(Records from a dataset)
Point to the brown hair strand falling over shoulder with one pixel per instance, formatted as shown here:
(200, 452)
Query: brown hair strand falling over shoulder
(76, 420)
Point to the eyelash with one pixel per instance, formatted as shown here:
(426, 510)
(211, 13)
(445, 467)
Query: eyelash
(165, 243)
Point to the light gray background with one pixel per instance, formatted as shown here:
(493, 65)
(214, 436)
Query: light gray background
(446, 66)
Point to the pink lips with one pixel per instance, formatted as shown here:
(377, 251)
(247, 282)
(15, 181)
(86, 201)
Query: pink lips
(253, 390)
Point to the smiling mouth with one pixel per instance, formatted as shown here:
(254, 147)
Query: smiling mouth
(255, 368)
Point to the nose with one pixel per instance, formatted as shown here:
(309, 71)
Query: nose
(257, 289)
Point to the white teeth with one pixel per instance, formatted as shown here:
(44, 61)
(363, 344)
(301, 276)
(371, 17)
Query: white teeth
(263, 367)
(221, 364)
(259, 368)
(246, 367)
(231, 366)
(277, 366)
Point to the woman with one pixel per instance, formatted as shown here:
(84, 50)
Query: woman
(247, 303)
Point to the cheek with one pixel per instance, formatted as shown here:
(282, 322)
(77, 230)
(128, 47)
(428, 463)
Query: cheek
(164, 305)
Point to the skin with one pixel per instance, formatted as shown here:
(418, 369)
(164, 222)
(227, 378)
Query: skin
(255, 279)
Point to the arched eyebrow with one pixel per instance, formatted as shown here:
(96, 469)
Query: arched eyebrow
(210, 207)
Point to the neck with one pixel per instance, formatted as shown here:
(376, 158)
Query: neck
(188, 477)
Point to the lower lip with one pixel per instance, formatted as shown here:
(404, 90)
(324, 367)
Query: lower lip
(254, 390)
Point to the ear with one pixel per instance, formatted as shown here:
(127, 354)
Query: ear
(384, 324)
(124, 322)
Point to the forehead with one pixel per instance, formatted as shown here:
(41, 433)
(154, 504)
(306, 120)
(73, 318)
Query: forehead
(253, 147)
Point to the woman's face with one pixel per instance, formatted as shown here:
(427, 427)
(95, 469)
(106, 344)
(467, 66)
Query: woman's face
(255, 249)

### GOAL OF THE EXERCISE
All of the records shown above should be reproduced exactly.

### EXERCISE ANSWER
Point to the brown hair strand falling over shoulder with one pixel per instance, formatted as shown here:
(200, 452)
Query: brown hair strand falling over shoulder
(76, 420)
Point to the eyelash with one pixel per instance, formatted as shown here:
(426, 510)
(211, 13)
(445, 467)
Query: eyelash
(165, 243)
Point to the light gray background with one pixel per instance, formatted as shown here:
(493, 65)
(214, 436)
Query: light gray background
(446, 66)
Point to the pink lips with one pixel per instance, formatted as shown here:
(377, 251)
(247, 282)
(15, 181)
(86, 201)
Query: pink lips
(253, 390)
Point to the smiling mouth with one pixel per instance, formatted as shown here:
(254, 147)
Query: smiling mouth
(255, 368)
Point to the nose with one pixel per instance, formatted as shown here:
(309, 71)
Query: nose
(257, 289)
Point to the white teeth with one pixel per instance, formatted as shown here:
(44, 61)
(363, 344)
(301, 276)
(371, 17)
Query: white teeth
(263, 367)
(221, 364)
(259, 368)
(246, 367)
(231, 366)
(277, 366)
Point to the woman with one pixel per instance, formatted as shown here:
(84, 50)
Query: woman
(247, 303)
Point to the cheek with one pixel per instance, formatted as shown here:
(282, 322)
(77, 230)
(128, 47)
(428, 463)
Query: cheek
(164, 305)
Point to the skin with one pixel per instance, formatted as shown here:
(418, 369)
(164, 222)
(227, 378)
Query: skin
(255, 279)
Point to the arched eyebrow with one pixel per instance, formatted as shown here:
(96, 469)
Query: arched eyebrow
(210, 207)
Point to the neck with one pixel per instance, formatted as shown here:
(376, 158)
Query: neck
(188, 477)
Point to the lower lip with one pixel per instance, formatted as shown here:
(404, 90)
(324, 367)
Query: lower lip
(254, 390)
Point to the ear with one pixel per instance, formatted as shown here:
(127, 354)
Query: ear
(384, 324)
(124, 322)
Point to the forehead with one pixel per instance, formatted as shown here:
(41, 433)
(154, 504)
(306, 120)
(73, 318)
Query: forehead
(253, 147)
Point to the woman's face with one pixel per instance, formatted as shown here:
(427, 427)
(95, 469)
(106, 344)
(467, 66)
Query: woman's face
(255, 249)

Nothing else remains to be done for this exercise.